TEXT SEGMENT -
┌──

I really appreciate your work, this is awesome.

Wow!! Dear sir, you are quite the superhero! Winamp is one of my favourite applications!

Also follow your @winampskins twitter bot for daily nostalgia :)

Does it work with milkdrop? That visualiser is exceptional. Unfortunately project M isn't as good.

I always preferred Geiss, but either way, I wish such visualisation capabilities were built in to Spotify... Or is there a suitable in_xxx plugin for Winamp that will let me use its visualisations with Spotify?

Beautiful! Brings me back to my early teens. We've really lost something in modern software.

You are the Hero we need but not the one we deserve.

I'm using a Macross Plus Winamp skin for QMMP as I write this, so it was funny to read your comment...I got so sick of iTunes that a few years ago I went back to the old way. I wrote some scripts to select & generate playlists and bound the scripts to keyboard shortcuts like Ctrl+Super+Media Keys. QMMP has been really solid.

That last sentence took an unexpected turn.

Can't you still use it? I still use it.

Yep, still using build 5666, the last build before Nullsoft got bought out.

I think it’s build 3615, version 5.666, right?

You can say thanks for the memories buy purchasing a copy of Reaper, and get a serviceable DAW in the process..

For those who don’t get the connection, Reaper is made by Justin Frankel who was the original developer of Winamp.

One promising continuation is WACUP


I still use Winamp.

Same, I was also a fan of Sonique [1]

[1] https://en.wikipedia.org/wiki/Sonique_(media_player)

I stumbled on rahul.io and was blown away: includes word, webamp and wolf3d!

The visualizers in this are really slick, I wonder if they're built from scratch or borrowed from somewhere.

The visualizer comes from https://github.com/jberg/butterchurn glad you like it!

any change of getting AVS here? I spent years playing with that!

Looks like they're borrowed.


Only a matter of time, when someone throws an electron wrapper around it, would be funny

I use AIMP. I love it. Really customizable and has youtube playback too.

I loved that one too.

I'm endlessly impressed at how good Synology's DSM interface is. The experience is so incredibly seamless in all the important ways. And it's not just a gimmick—all of the benefits of draggable, resizable windows are there: you can drag files between folders, you can open multiple settings windows at the same time, and so on.

└──

RECORDED DATA -
┌──

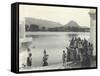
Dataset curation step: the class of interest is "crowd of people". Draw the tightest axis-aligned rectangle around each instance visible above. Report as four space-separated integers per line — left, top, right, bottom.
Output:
63 37 93 67
23 37 93 67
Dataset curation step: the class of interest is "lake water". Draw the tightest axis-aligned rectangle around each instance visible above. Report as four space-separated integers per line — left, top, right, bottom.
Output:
19 32 90 67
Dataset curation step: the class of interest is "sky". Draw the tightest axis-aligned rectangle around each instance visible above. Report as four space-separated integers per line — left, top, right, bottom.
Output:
19 5 95 27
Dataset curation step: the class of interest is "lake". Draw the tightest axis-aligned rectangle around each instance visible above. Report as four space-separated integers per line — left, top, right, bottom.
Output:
19 32 90 67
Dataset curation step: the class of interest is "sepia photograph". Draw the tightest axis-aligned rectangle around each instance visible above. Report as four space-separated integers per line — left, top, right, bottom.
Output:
19 4 97 72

└──

TASK DIRECTIONS - Please copy the stretch of the Winamp comment thread that opens with the words containing "Also follow your" and closes with "isn't as good.", switching "exceptional" to "remarkable". Work from the Winamp comment thread alone, not from the listing.

EXPECTED OUTPUT -
Also follow your @winampskins twitter bot for daily nostalgia :)

Does it work with milkdrop? That visualiser is remarkable. Unfortunately project M isn't as good.